WHAT THE TASK ASKS:
Format every line of the items below as a JSON list of strings, one string per line, with blank lines skipped. Leave the pictures out of the answer.

===============

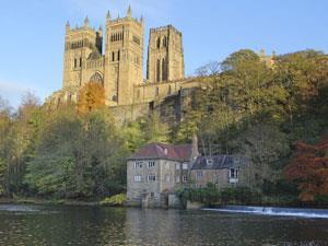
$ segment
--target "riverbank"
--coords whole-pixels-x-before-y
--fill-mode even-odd
[[[99,201],[80,201],[67,199],[43,199],[43,198],[0,198],[0,204],[63,204],[63,206],[101,206]]]

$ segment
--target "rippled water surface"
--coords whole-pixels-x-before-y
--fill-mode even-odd
[[[328,246],[328,220],[213,211],[0,206],[0,245]]]

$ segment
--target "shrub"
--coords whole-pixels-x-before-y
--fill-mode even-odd
[[[115,195],[113,197],[105,198],[103,201],[101,201],[101,204],[118,207],[118,206],[124,206],[126,200],[127,200],[127,195],[119,194],[119,195]]]

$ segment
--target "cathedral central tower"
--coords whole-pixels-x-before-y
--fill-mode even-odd
[[[143,82],[143,19],[112,20],[107,13],[105,50],[105,92],[109,106],[131,105],[134,85]]]

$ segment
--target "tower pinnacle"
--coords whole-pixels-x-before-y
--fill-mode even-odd
[[[89,21],[89,17],[86,16],[84,19],[84,27],[89,27],[89,25],[90,25],[90,21]]]
[[[112,19],[109,10],[107,11],[106,19],[107,19],[107,21],[109,21]]]
[[[70,30],[71,30],[70,22],[69,22],[69,21],[67,21],[67,23],[66,23],[66,31],[68,32],[68,31],[70,31]]]

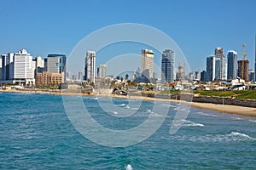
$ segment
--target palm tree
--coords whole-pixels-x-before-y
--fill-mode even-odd
[[[125,75],[125,79],[128,80],[128,78],[129,78],[129,75],[126,74],[126,75]]]

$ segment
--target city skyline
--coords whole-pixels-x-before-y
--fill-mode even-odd
[[[1,20],[9,26],[3,27],[3,31],[0,32],[0,53],[7,54],[27,48],[32,56],[46,57],[48,53],[66,54],[68,56],[75,45],[94,31],[109,25],[128,22],[155,27],[172,37],[183,50],[191,71],[204,70],[205,58],[212,54],[212,49],[215,47],[224,48],[224,54],[229,50],[237,51],[238,60],[241,60],[242,43],[247,44],[247,60],[251,61],[249,67],[254,67],[256,11],[253,7],[256,2],[185,0],[163,1],[160,3],[157,1],[147,1],[147,3],[155,7],[159,12],[154,15],[150,13],[141,14],[141,8],[145,5],[144,1],[66,1],[61,3],[62,10],[54,14],[51,11],[59,7],[57,2],[2,2]],[[93,8],[84,10],[84,6]],[[121,8],[124,6],[127,8]],[[13,10],[10,12],[9,8]],[[20,13],[20,8],[26,8],[26,12]],[[97,8],[100,12],[92,13],[93,8]],[[232,11],[241,11],[241,8],[245,10],[242,13],[231,13],[228,10],[230,8]],[[133,12],[131,13],[130,9]],[[18,25],[30,26],[20,26],[18,31],[15,29]],[[233,26],[232,29],[229,26]],[[109,60],[108,57],[112,57],[111,54],[108,53],[106,56],[99,55],[96,65],[106,63],[102,60]],[[198,60],[201,62],[196,62]],[[160,62],[160,60],[157,61]]]

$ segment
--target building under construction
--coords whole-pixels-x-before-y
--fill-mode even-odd
[[[238,60],[237,76],[246,82],[249,80],[249,60]],[[242,71],[243,69],[243,71]]]

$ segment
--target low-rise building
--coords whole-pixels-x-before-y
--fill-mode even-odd
[[[42,73],[37,73],[36,84],[60,84],[64,82],[64,72],[61,73],[49,73],[48,71],[43,71]]]

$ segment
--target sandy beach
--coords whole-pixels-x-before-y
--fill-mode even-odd
[[[42,90],[3,90],[0,92],[7,93],[32,93],[32,94],[49,94],[55,95],[89,95],[85,94],[75,94],[75,93],[60,93],[60,92],[49,92]],[[158,99],[158,98],[149,98],[143,96],[124,96],[124,95],[114,95],[114,94],[90,94],[90,96],[96,97],[113,97],[113,98],[123,98],[123,99],[143,99],[143,100],[157,100],[164,102],[175,102],[175,103],[184,103],[190,105],[192,107],[206,109],[210,110],[218,111],[219,113],[230,113],[237,114],[246,116],[256,117],[256,108],[253,107],[243,107],[238,105],[217,105],[211,103],[197,103],[197,102],[186,102],[183,100],[168,99]]]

===============

EXERCISE RESPONSE:
[
  "$ segment",
  "--target \"riverbank\"",
  "--coords whole-pixels-x-before-y",
  "--fill-mode even-odd",
  "[[[99,201],[80,201],[67,199],[43,199],[43,198],[0,198],[0,204],[63,204],[63,206],[101,206]]]",
  "$ segment",
  "--target \"rippled water surface\"",
  "--coords whole-pixels-x-before-y",
  "--fill-mode even-odd",
  "[[[328,246],[328,220],[213,211],[0,206],[0,245]]]",
  "$ segment",
  "--target \"shrub\"",
  "--coords whole-pixels-x-before-y",
  "--fill-mode even-odd",
  "[[[115,195],[113,197],[105,198],[103,201],[101,201],[101,204],[118,207],[118,206],[124,206],[126,200],[127,200],[127,195],[119,194],[119,195]]]",
  "$ segment",
  "--target \"cathedral central tower\"",
  "--coords whole-pixels-x-before-y",
  "--fill-mode even-odd",
  "[[[143,82],[143,19],[112,20],[107,13],[105,50],[105,92],[109,106],[131,105],[134,85]]]",
  "$ segment",
  "--target \"tower pinnacle\"",
  "--coords whole-pixels-x-before-y",
  "--fill-mode even-odd",
  "[[[89,21],[89,17],[86,16],[84,19],[84,27],[89,27],[89,25],[90,25],[90,21]]]",
  "[[[112,19],[109,10],[107,11],[106,19],[107,19],[107,21],[109,21]]]",
  "[[[70,30],[71,30],[70,22],[69,22],[69,21],[67,21],[67,23],[66,23],[66,31],[68,32],[68,31],[70,31]]]",
  "$ segment",
  "--target palm tree",
  "--coords whole-pixels-x-before-y",
  "--fill-mode even-odd",
  "[[[125,75],[125,79],[128,80],[128,78],[129,78],[129,75],[126,74],[126,75]]]",
  "$ segment",
  "--target city skyline",
  "--coords whole-pixels-x-before-y",
  "--fill-mode even-odd",
  "[[[1,20],[9,26],[3,27],[3,31],[0,32],[0,53],[7,54],[27,48],[32,56],[46,57],[48,53],[66,54],[68,56],[75,45],[94,31],[109,25],[128,22],[155,27],[172,37],[183,50],[191,71],[204,70],[205,58],[212,54],[212,49],[215,47],[224,48],[224,54],[229,50],[237,51],[238,60],[241,60],[242,43],[247,44],[247,60],[251,61],[249,67],[254,67],[256,11],[253,7],[256,2],[185,0],[163,1],[160,3],[157,1],[147,1],[147,3],[155,7],[159,12],[154,15],[150,13],[141,14],[141,8],[145,5],[144,1],[66,1],[61,3],[62,10],[54,14],[51,11],[59,7],[57,2],[2,2]],[[93,8],[84,10],[84,6]],[[121,8],[124,6],[127,8]],[[13,10],[10,12],[9,8]],[[20,13],[20,8],[26,8],[26,12]],[[97,8],[100,12],[92,13],[93,8]],[[232,11],[241,11],[241,8],[245,10],[242,13],[231,13],[228,10],[230,8]],[[133,12],[131,13],[130,9]],[[18,25],[30,26],[20,26],[18,31],[15,29]],[[233,26],[232,29],[229,26]],[[109,60],[108,57],[112,57],[111,54],[108,53],[106,56],[99,55],[96,65],[106,63],[102,60]],[[198,60],[201,62],[196,62]],[[160,62],[160,60],[157,61]]]",
  "$ segment",
  "--target building under construction",
  "--coords whole-pixels-x-before-y",
  "--fill-mode even-odd",
  "[[[238,60],[237,76],[246,82],[249,80],[249,60]],[[242,71],[243,69],[243,71]]]",
  "$ segment",
  "--target low-rise building",
  "--coords whole-pixels-x-before-y",
  "--fill-mode even-odd",
  "[[[42,73],[37,73],[36,84],[60,84],[64,82],[64,72],[61,73],[49,73],[48,71],[43,71]]]",
  "$ segment",
  "--target sandy beach",
  "--coords whole-pixels-x-before-y",
  "--fill-mode even-odd",
  "[[[42,90],[3,90],[0,92],[7,93],[32,93],[32,94],[49,94],[55,95],[89,95],[85,94],[75,94],[75,93],[60,93],[60,92],[49,92]],[[158,99],[158,98],[149,98],[143,96],[124,96],[124,95],[114,95],[114,94],[90,94],[90,96],[96,97],[113,97],[113,98],[123,98],[123,99],[143,99],[143,100],[157,100],[164,102],[175,102],[175,103],[184,103],[190,105],[192,107],[206,109],[210,110],[218,111],[219,113],[230,113],[237,114],[246,116],[256,117],[256,108],[253,107],[243,107],[238,105],[217,105],[211,103],[197,103],[197,102],[186,102],[183,100],[168,99]]]"
]